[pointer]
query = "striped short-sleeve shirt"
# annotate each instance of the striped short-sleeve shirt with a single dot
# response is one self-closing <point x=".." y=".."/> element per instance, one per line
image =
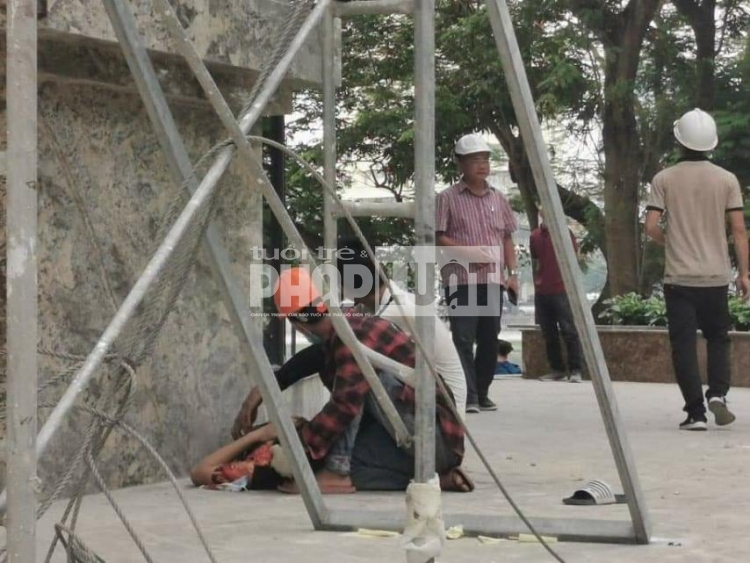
<point x="472" y="220"/>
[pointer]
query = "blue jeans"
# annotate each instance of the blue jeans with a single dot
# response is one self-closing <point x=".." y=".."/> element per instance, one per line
<point x="476" y="323"/>
<point x="371" y="456"/>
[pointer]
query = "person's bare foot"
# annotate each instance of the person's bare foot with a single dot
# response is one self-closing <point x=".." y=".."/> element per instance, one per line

* _Brief_:
Return to the listing above and set it down exactly, leaving out its pictures.

* _The solution_:
[pointer]
query = "striped short-sleeve shirt"
# annotate each instance of the striped short-sleeve shirt with a single dot
# response is one self-closing <point x=".." y=".."/> element per instance, one per line
image =
<point x="472" y="220"/>
[pointer]
query = "blue jeans"
# annotate each instance of the blue jeans with a single dot
# response is one self-closing <point x=".." y=".."/> element per instance, one per line
<point x="476" y="323"/>
<point x="371" y="456"/>
[pointer]
query = "person's bare foot"
# annotate each instance of the person's bare foot with a single dot
# response is one self-closing <point x=".." y=".."/> element per instance, one per line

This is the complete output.